Passage shown:

------------------------

You know how we here at WTDA sometimes use this blog for mindless venting? No?… Well we do! It’s time you know. I recently purchased a car and I did this on blind faith and a plan. My plan was to call about a car that I was interested in, back in my home state of Ohio, and then see if my father-in-law could go look at it. If he could look at it, then maybe he could negotiate the deal for me, or at the very least tell me straight up what he thought about the car. The good news is, he did, and then said it was a great car. I soon called the owner and made him an offer he could not refuse… he refused it. So I counter offered, accepted!

The deal was done, except for the fact that it was still in Ohio, while I was busy down here in Nashville working 12 hour days. I thought I had solved the problem by having my parent drive it down two weeks later, but the day of the “pick up” they got snow. A lot of snow… 18″ of snow! This would have been no problem if they would have left on time, but oh no, they were running late, as I suppose you do when you are old. By the time they were ready to go the snow was up to an inch on the road, just an inch you ask? Yes, an inch. This wouldn’t have been a problem for any other Ohio driver, but my parents, or primarily my mother is afraid to drive on snow, rain. gravel, highways, mountain roads, hilly roads, or any road with the name dead in it.

I remember when my mother and I would drive into thunderstorms to look for tornados, and now she is afraid of rain and snow?? Whatever, I suppose it goes with the turning 50 thing. There was a solution for this problem! The problem being that I needed the car ASAP, and the solution being a shiny plain ticket.

I hopped a plane to Columbus, where all my friends were to busy to pick me up, and I had to have my mom and dad come and get me. They picked me up and quickly informed me that we weren’t going straight home… fine I guess one or two stops wouldn’t hurt… I mean it was only 6 pm. The night was young, so I thought. We slowly made our way back to Dayton after about an hour and 45 minutes of mom telling dad when to signal, when to accelerate, when to brake, and when to speak! After I had my fun telling her that maybe she should drive, we stopped for a burrito. This is when they told me that we had to pick up my sister… it’s now 8 p.m., and she doesn’t get off till 8:45. This whole ordeal is starting to get annoying.

------------------------

Brief 1: Reproduce word for word the part of the car-buying post that opens with the words containing "You know how" and closes with "counter offered, accepted!".
Brief 2:
Answer these questions from the car-buying post:
(a) How much snow did the parents get on the day of the "pick up"?
(b) Which city did the writer fly into?
(c) What time does the writer's sister get off?

Extracted material:
------------------------

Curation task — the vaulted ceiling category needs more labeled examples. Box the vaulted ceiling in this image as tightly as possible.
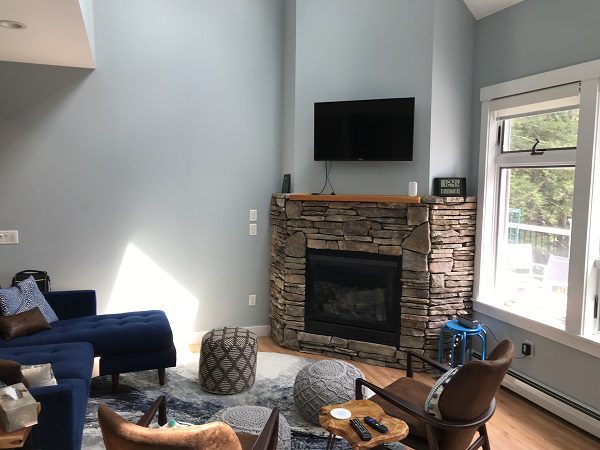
[0,0,523,68]
[463,0,523,20]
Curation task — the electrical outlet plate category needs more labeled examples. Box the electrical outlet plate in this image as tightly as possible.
[0,230,19,244]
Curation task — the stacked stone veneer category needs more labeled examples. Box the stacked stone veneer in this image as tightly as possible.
[270,194,476,368]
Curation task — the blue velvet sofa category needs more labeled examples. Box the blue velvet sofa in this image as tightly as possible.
[0,291,176,450]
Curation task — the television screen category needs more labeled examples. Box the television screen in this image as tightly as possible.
[314,97,415,161]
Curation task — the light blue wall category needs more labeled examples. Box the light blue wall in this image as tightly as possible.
[288,0,433,194]
[470,0,600,188]
[0,0,283,336]
[470,0,600,409]
[423,0,475,192]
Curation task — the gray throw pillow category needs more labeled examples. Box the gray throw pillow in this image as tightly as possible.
[0,277,58,323]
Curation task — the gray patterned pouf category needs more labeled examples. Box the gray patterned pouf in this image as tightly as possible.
[294,359,364,425]
[198,327,258,394]
[210,406,292,450]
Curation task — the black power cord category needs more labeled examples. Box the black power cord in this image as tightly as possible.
[312,161,335,195]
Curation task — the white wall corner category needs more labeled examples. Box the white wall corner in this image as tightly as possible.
[79,0,96,69]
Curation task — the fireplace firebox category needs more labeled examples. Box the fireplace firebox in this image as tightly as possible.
[305,249,402,347]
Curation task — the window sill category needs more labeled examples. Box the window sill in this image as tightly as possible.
[473,300,600,358]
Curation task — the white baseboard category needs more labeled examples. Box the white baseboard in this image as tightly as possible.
[502,374,600,437]
[190,325,271,344]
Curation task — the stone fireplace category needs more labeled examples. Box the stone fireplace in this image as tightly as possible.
[270,194,476,368]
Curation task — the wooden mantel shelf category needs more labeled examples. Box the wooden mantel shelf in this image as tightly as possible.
[288,194,421,203]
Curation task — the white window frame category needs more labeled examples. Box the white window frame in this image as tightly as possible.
[473,60,600,357]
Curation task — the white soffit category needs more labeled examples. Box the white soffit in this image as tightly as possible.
[0,0,96,69]
[463,0,523,20]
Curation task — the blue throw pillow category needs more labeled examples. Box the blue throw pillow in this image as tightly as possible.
[0,277,58,323]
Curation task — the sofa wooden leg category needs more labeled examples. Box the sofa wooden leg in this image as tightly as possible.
[111,373,119,392]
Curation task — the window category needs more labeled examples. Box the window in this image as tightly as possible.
[474,66,600,355]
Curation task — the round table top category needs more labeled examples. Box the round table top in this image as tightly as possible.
[319,400,408,450]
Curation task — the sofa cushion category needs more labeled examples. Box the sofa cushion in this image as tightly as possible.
[0,307,50,340]
[0,342,94,383]
[0,277,58,323]
[21,363,58,387]
[1,311,173,356]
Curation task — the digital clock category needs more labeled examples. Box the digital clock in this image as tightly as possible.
[433,177,467,197]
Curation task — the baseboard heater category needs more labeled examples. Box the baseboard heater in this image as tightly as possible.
[473,352,600,438]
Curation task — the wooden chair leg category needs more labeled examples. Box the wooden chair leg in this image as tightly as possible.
[479,425,490,450]
[111,373,119,392]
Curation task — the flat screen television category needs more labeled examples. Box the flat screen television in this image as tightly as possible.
[314,97,415,161]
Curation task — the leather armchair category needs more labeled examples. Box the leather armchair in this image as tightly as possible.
[356,340,514,450]
[98,396,279,450]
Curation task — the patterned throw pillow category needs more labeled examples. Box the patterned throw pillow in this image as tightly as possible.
[425,366,460,420]
[0,277,58,323]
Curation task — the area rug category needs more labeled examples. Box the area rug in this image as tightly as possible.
[83,352,405,450]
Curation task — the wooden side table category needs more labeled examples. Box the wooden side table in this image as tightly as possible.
[319,400,408,450]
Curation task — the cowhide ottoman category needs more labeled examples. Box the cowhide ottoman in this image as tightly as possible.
[198,327,258,394]
[294,359,364,425]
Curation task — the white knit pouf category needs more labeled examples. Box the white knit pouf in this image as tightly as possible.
[210,406,292,450]
[294,359,364,425]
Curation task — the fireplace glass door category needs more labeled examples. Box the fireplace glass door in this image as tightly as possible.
[306,250,401,346]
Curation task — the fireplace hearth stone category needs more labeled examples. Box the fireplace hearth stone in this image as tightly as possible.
[270,194,476,368]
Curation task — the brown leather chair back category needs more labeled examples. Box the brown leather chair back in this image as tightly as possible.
[98,405,242,450]
[438,340,514,450]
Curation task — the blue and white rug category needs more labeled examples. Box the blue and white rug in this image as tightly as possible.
[83,352,404,450]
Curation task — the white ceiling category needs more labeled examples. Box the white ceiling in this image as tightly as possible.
[0,0,96,68]
[463,0,523,20]
[0,0,523,68]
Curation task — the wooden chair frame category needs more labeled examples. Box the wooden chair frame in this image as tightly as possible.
[356,350,496,450]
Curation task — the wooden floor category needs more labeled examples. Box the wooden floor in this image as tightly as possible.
[258,337,600,450]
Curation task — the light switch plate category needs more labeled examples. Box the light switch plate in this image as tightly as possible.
[0,230,19,245]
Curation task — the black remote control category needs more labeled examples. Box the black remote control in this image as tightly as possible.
[350,419,373,441]
[365,416,390,433]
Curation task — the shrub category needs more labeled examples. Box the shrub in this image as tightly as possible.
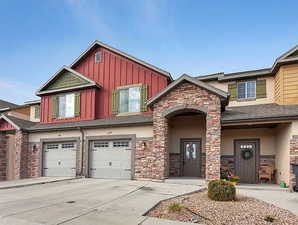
[208,180,236,201]
[168,202,183,212]
[264,216,275,223]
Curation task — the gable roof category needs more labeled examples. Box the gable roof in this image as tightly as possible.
[36,66,100,96]
[0,99,19,111]
[197,45,298,81]
[70,40,173,81]
[147,74,229,106]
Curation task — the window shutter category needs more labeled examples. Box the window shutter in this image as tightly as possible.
[112,90,119,114]
[75,92,81,117]
[256,80,266,98]
[228,83,237,101]
[140,85,148,112]
[52,95,59,119]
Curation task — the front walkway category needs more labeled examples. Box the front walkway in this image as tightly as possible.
[0,178,200,225]
[0,177,77,189]
[237,184,298,216]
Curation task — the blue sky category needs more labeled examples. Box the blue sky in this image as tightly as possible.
[0,0,298,104]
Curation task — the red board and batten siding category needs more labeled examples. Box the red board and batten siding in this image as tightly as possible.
[73,47,168,118]
[41,88,98,123]
[0,119,15,131]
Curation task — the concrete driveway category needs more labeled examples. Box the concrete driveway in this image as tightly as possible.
[0,179,201,225]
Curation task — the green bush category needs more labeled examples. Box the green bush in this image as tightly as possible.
[168,202,183,212]
[208,180,236,201]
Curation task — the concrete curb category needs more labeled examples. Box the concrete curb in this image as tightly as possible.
[0,177,82,190]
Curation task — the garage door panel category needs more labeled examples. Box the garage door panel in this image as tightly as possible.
[89,140,131,179]
[43,142,76,177]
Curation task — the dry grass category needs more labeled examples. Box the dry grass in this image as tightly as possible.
[148,191,298,225]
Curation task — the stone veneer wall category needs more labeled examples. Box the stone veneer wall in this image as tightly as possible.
[289,135,298,188]
[134,138,155,178]
[0,132,8,181]
[150,82,221,180]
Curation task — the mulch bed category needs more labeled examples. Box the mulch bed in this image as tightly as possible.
[147,191,298,225]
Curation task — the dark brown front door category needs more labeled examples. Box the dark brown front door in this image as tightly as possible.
[235,140,259,183]
[181,139,201,177]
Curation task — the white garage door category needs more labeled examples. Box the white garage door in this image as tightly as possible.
[43,142,76,177]
[89,140,132,179]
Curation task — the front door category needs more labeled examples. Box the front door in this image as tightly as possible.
[181,139,201,177]
[235,140,259,183]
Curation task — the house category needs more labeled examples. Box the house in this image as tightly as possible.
[0,41,298,188]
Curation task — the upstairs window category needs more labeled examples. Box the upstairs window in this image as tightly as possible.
[95,52,102,63]
[52,93,80,119]
[238,81,256,99]
[112,84,147,114]
[119,87,141,113]
[34,105,40,119]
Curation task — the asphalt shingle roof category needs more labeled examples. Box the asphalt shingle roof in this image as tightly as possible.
[222,103,298,123]
[0,99,18,110]
[27,115,153,131]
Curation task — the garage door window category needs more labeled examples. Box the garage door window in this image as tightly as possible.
[62,143,74,148]
[47,144,58,149]
[113,141,129,147]
[93,141,109,148]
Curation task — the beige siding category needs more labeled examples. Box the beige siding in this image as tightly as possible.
[221,128,275,155]
[29,126,153,142]
[208,77,274,106]
[169,115,206,153]
[274,64,298,105]
[275,124,291,185]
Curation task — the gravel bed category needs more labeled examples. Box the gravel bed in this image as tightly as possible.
[147,191,298,225]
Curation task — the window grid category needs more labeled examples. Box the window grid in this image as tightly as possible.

------------------------

Full response 1:
You know how we here at WTDA sometimes use this blog for mindless venting? No?… Well we do! It’s time you know. I recently purchased a car and I did this on blind faith and a plan. My plan was to call about a car that I was interested in, back in my home state of Ohio, and then see if my father-in-law could go look at it. If he could look at it, then maybe he could negotiate the deal for me, or at the very least tell me straight up what he thought about the car. The good news is, he did, and then said it was a great car. I soon called the owner and made him an offer he could not refuse… he refused it. So I counter offered, accepted!

Full response 2:
(a) 18″ of snow
(b) Columbus
(c) 8:45